Source excerpt =>
Обсуждение: pg_wal/RECOVERYHISTORY file remains after archive recovery

Поиск
Список
Период
Сортировка

pg_wal/RECOVERYHISTORY file remains after archive recovery

От
Masahiko Sawada
Дата:
Hi,

When we do archive recovery from the database cluster of which
timeline ID is more than 2 pg_wal/RECOVERYHISTORY is remained even
after archive recovery completed.

The cause of this seems cbc55da556b that moved exitArchiveRecovery()
to before writeTimeLineHistory(). writeTimeLineHIstory() restores the
history file from archive directory and therefore creates
RECOVERYHISTORY file in pg_wal directory. We used to remove such
temporary file by exitArchiveRecovery() but with this commit the order
of calling these functions is reversed. Therefore we create
RECOVERYHISTORY file after exited from archive recovery mode and
remain it.

To fix it I think that we can remove RECOVERYHISTORY file before the
history file is archived in writeTimeLineHIstory(). The commit
cbc55da556b is intended to minimize the window between the moment the
file is written and the end-of-recovery record is generated. So I
think it's not good to put exitArchiveRecovery() after
writeTimeLineHIstory().

Given material =>
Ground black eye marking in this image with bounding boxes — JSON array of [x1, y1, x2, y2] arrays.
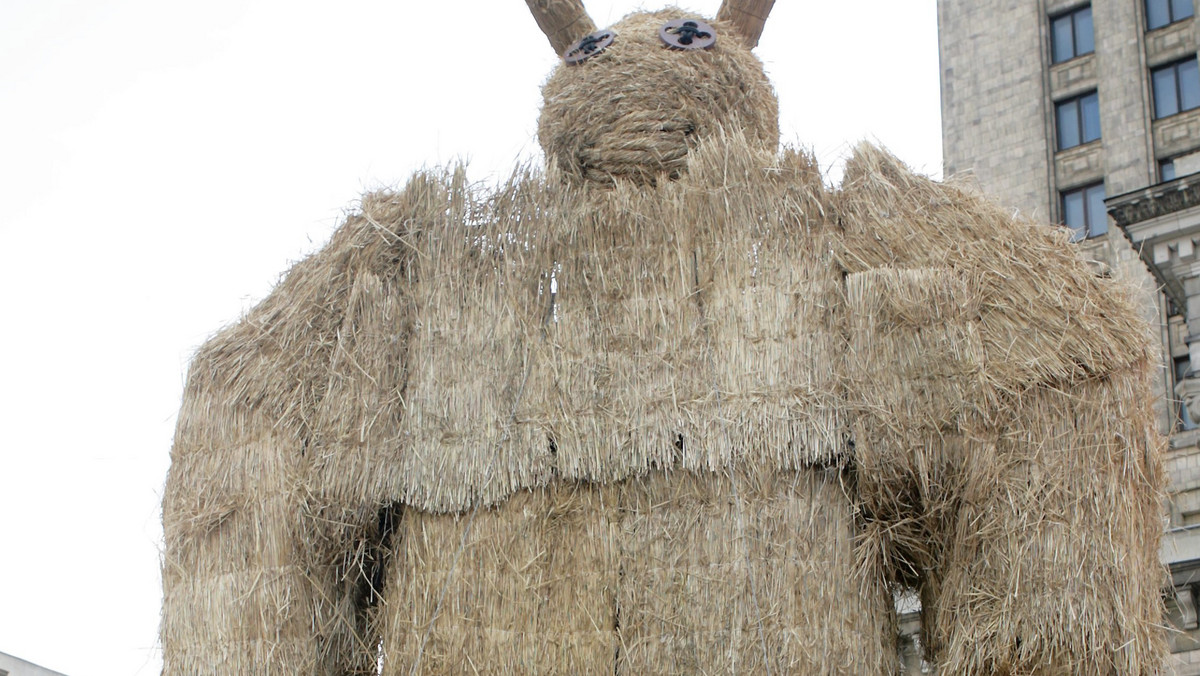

Work to complete => Update the post about the leftover RECOVERYHISTORY file: rewrite it from the words "When we do archive" through "archive recovery completed.", with "database cluster" changed to "data directory".

Full solution =>
When we do archive recovery from the data directory of which
timeline ID is more than 2 pg_wal/RECOVERYHISTORY is remained even
after archive recovery completed.